The Scene (as in, the Houston Music Indie Underground DIY Punk-and-Other-Genres Scene) is where me and this girl met, almost two years ago (god, that's a long time). At the time, I was dabbling in concert photography. I was also, as life goes, very lonely; I spent those concert nights trying to make new, kind, and interesting friends. I met interesting people (to a decent extent), but most of them did not turn out to be very kind. Still, Anna and I had always been on good terms. She's just a fairly normal and decent person; amiable, undramatic, and good for casual conversation. To clarify: Anna is, to me, the type of person you keep on your private stories, even though you never really talked that much.
Anna and I used to see each other at concerts and laugh together, drinking beers and not actually watching the bands. The noise always hurt my ears, even with earbuds, and the crowd made me deeply anxious. I mostly went to the shows just to chat with people and nurse my fanatic need to make new friends. Anna is one of the people I met who I never had a "falling out" with -- almost everyone else I failed miserably to keep around. And so, at the end of the summer, I gave up and left The Scene as I found it: clique-ish, performative, cool, and secret. Still, some people like Anna and I still chat when we see each other, and that feels good. Like I didn't entirely fail (of course, my lack of fitting in isn't a real failure, and I know that; it just feels that way sometimes).

## WHAT YOU HAVE TO DO
Reproduce word for word the passage of the Houston music scene text from "Anna and I used" up to and including "that way sometimes).".

## GIVEN DATA
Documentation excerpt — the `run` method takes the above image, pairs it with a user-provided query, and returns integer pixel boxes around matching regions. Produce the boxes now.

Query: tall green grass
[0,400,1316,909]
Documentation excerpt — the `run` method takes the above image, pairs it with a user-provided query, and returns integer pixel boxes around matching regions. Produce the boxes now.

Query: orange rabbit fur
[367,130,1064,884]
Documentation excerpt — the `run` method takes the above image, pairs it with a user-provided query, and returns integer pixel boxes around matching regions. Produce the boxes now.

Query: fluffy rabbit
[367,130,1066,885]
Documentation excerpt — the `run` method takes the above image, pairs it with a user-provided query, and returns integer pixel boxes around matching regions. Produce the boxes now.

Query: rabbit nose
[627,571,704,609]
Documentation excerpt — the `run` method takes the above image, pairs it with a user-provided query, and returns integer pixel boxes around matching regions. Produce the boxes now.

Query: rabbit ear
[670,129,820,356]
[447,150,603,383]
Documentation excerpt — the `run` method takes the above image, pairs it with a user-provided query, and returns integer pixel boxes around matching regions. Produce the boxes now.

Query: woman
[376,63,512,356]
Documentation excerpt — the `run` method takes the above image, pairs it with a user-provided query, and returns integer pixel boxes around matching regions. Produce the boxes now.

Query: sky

## EXPECTED OUTPUT
Anna and I used to see each other at concerts and laugh together, drinking beers and not actually watching the bands. The noise always hurt my ears, even with earbuds, and the crowd made me deeply anxious. I mostly went to the shows just to chat with people and nurse my fanatic need to make new friends. Anna is one of the people I met who I never had a "falling out" with -- almost everyone else I failed miserably to keep around. And so, at the end of the summer, I gave up and left The Scene as I found it: clique-ish, performative, cool, and secret. Still, some people like Anna and I still chat when we see each other, and that feels good. Like I didn't entirely fail (of course, my lack of fitting in isn't a real failure, and I know that; it just feels that way sometimes).